■ **Document extract**:
## Begin

More than 500 foreign entities, including asset managers, have obtained access to China’s onshore bond market, and official reserve holdings of Chinese yuan (CNY) assets have reached US$70 billion-$120 billion (A$90.7 billion – A$155.5 billion).

The network of People’s Bank of China (PBoC) swap lines, offshore clearing banks and Renminbi Qualified Foreign Institutional Investor (RQFII) quotas spans the globe.

Standard Chartered said that given China’s important role in the global economy, a more accessible currency opens up important new opportunities for investors and corporate treasurers.

“However, there are also potential pitfalls; in foreign exchange markets, for example, liquidity in non-deliverable FX trading is already thinning, and corporates need to prepare for substantially more two-way variability in the USD-CNY cross in the medium term.

“We expect China to achieve its stated goal of “managed convertibility” – a medium-term steady state – by 2018.

“Restrictions on most capital transactions with a genuine economic basis will have been considerably reduced by then, with tight controls likely to be maintained only on short-term flows and those viewed as speculative.”

The PBoC has committed to launching a series of reforms in 2015 to make the RMB more freely useable and bolster the case for the currency’s inclusion in the SDR basket.

Standard Chartered expects this to be followed by a range of new steps over 2016-18 as China makes steady progress toward managed convertibility.

“Renminbi invoicing has grown much faster in recent years than we had expected, and now accounts for 24.6 percent of China’s total merchandise trade.

“We expect this to rise to 38 percent by 2017 and as much as 46 percent by 2020.”

Turning to the broader dimensions of RMB internationalisation; with the IMF holding informal talks on China’s possible inclusion in the SDR basket and its board scheduled to meet on the subject in October, Standard Chartered assigned a 60 percent probability to the CNY’s SDR inclusion this year, as it broadly meets the technical requirements, “with a very high likelihood of inclusion by 2020 at the latest”.

## End

■ **Work instructions**:
**A)** According to the article on renminbi internationalization, why did Standard Chartered assign a 60 percent probability to the CNY's inclusion in the SDR basket this year? Answer in one to three sentences.
**B)** Carry on the article on renminbi internationalization, beginning after its final sentence.

Dataset excerpt
## Begin

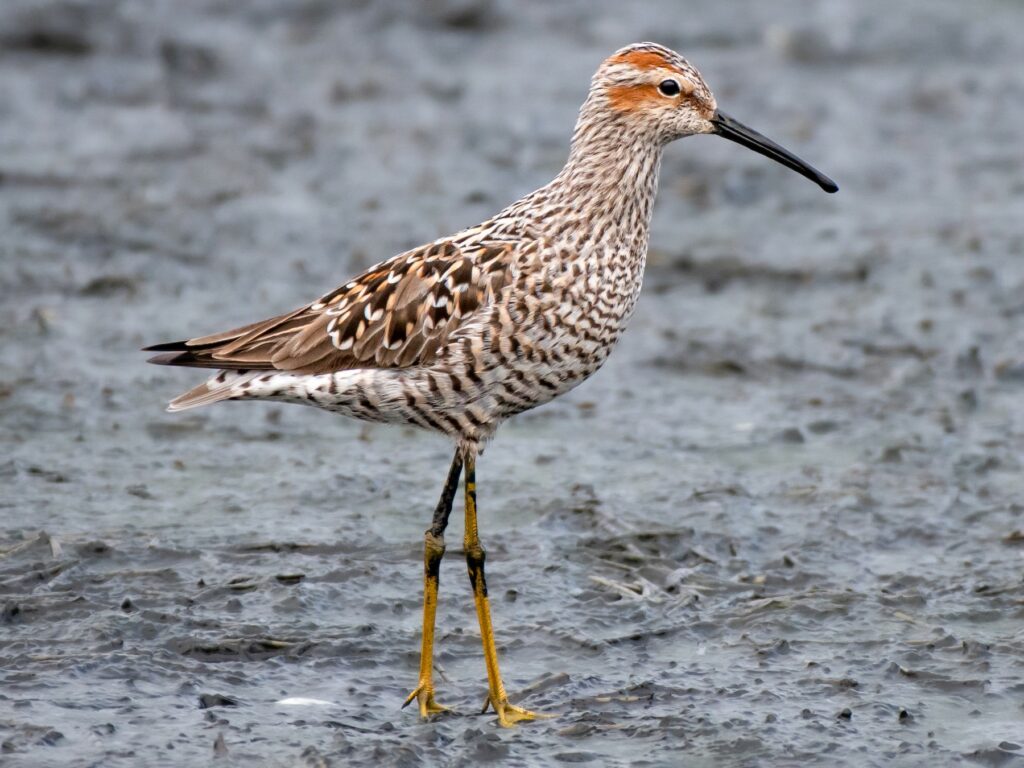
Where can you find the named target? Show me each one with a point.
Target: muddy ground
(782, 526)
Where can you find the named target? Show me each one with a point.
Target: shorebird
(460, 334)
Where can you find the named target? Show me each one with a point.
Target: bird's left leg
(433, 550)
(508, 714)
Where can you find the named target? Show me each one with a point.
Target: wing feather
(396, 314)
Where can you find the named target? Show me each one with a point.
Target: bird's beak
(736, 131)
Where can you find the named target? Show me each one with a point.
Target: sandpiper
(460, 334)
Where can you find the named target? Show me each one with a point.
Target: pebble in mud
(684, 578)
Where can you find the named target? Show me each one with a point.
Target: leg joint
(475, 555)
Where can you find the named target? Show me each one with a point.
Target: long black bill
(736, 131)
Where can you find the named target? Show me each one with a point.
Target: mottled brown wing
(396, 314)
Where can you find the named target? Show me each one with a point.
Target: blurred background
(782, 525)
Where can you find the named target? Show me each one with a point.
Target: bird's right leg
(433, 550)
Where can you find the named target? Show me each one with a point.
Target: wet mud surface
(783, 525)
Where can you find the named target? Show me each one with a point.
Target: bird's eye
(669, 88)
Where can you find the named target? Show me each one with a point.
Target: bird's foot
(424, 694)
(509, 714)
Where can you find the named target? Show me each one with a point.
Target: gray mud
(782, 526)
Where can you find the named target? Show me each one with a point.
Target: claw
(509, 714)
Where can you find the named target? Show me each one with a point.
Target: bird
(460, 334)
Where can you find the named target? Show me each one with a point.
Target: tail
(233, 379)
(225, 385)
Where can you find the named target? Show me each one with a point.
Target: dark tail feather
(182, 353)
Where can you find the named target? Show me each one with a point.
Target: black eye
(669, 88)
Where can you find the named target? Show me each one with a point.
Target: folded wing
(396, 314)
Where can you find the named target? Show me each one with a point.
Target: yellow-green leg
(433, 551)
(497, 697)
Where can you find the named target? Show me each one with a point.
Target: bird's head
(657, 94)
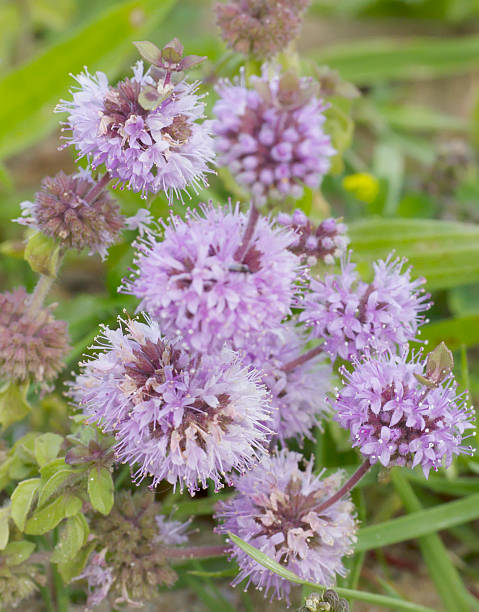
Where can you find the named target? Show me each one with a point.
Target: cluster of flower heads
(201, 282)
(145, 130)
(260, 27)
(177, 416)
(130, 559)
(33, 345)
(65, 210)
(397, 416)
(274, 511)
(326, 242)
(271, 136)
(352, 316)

## End

■ **Task-by-task answers**:
**A)** Standard Chartered gave that probability because the CNY broadly meets the technical requirements for inclusion. The assessment came as the IMF was holding informal talks on the matter, with its board scheduled to meet on the subject in October.

**B)**
“We also see a strong case for official reserve diversification into Asian currencies – and an exceptionally strong case for reserve allocation to CNY assets.

“China’s markets are deep, its internal and external balances are strong, it has the world’s largest FX reserves, and it is a major trading counterparty.

“Its assets are highly rated, and the currency has a negative correlation to broader asset-market volatility.

“Looking out to 2020, the emergence of new trade corridors and intra-EM trade growth should further boost the CNY’s prospective role as a major reserve currency,” Standard Chartered said.

Standard Chartered’s Robert Minikin, head, Asia FX Strategy, said: “The policy reforms driven by China’s Renminbi internationalisation ambitions still have plenty of momentum.

“Even during the course of writing this report, important reforms have been announced, including new steps towards interest rate liberalisation onshore and new channels for offshore banks to access onshore funding.

“The past five years have seen an enormous amount of positive and exciting development in the Renminbi internationalisation story; we think the future narrative will prove even more compelling,” Minikin said.